Start of PASSAGE TO READ

CDC has issued updated interim guidance for schools K-12. Based on the severity of 2009 H1N1 flu-related illness thus far, this guidance recommends that students and staff with influenza-like illness remain home until 24 hours after resolution of fever without the use of fever-reducing medications. They should stay home even if they are using antiviral drugs.
Students and staff who appear to have flu-like illness should be sent to a room separate from others until they can be sent home. CDC recommends that they wear a surgical mask, if possible, and that those who care for ill students and staff wear protective gear such as a mask. Schools should contact their medical treatment facility for a supply of surgical masks.
The new recommendations emphasize the importance of the basic foundations of influenza prevention: stay home when sick, wash hands frequently with soap and water when possible, and cover noses and mouths with a tissue when coughing or sneezing (or a shirt sleeve or elbow if no tissue is available).
People at high risk for influenza complications who become ill with influenza-like illness should speak with their health care provider as soon as possible. Early treatment with antiviral medications is very important for people at high risk because it can prevent hospitalizations and deaths. People at high risk include those who are pregnant, have asthma or diabetes, have compromised immune systems, or have neuromuscular diseases.
Parents and guardians should monitor their school-aged children, and faculty and staff should self-monitor every morning for symptoms of influenza-like illness.
H1N1 Influenza (swine flu) is a respiratory disease of pigs caused by type A influenza viruses. Outbreaks of H1N1 flu happen regularly in pigs. People do not normally get H1N1 flu, but human infections can and do happen. Most commonly, human cases of H1N1 flu happen in people who are around pigs but it's possible for H1N1 flu viruses to spread from person to person also.
The symptoms of H1N1 in people are expected to be similar to the symptoms of regular human seasonal influenza and include fever, lethargy, lack of appetite and coughing. Some people with H1N1 also have reported runny nose, sore throat, nausea, vomiting and diarrhea.
To diagnose H1N1 influenza A infection, a respiratory specimen would generally need to be collected within the first 4 to 5 days of illness (when an infected person is most likely to be contagious). However, some persons, especially children, may be infectious for 10 days or longer. Confirmation as a H1N1 influenza A virus requires sending the specimen to CDC for laboratory testing.
The vaccine is available as of October but availability varies by location. Questions about the vaccine can be found in CDC website : 2009 H1N1 Influenza Vaccine
Also there is more information about the vaccines from Flu.Gov Website.

End of PASSAGE TO READ

§ TASK
Rewrite the part of the H1N1 flu guidance starting at "H1N1 Influenza (swine" and ending at "to person also.", renaming "pigs" as "hogs" wherever it occurs. The records that come next are drawn from a separate source.

Start of RECORDED INFORMATION

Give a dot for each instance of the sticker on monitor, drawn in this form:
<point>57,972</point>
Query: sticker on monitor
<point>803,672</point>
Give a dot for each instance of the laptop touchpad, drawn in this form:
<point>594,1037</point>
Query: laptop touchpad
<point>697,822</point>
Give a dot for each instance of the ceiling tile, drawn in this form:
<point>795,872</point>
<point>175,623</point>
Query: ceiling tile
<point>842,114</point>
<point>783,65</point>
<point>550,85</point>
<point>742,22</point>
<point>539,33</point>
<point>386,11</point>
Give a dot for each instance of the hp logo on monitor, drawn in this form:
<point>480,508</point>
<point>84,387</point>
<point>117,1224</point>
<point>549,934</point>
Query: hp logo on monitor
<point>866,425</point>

End of RECORDED INFORMATION

§ ANSWER SECTION
H1N1 Influenza (swine flu) is a respiratory disease of hogs caused by type A influenza viruses. Outbreaks of H1N1 flu happen regularly in hogs. People do not normally get H1N1 flu, but human infections can and do happen. Most commonly, human cases of H1N1 flu happen in people who are around hogs but it's possible for H1N1 flu viruses to spread from person to person also.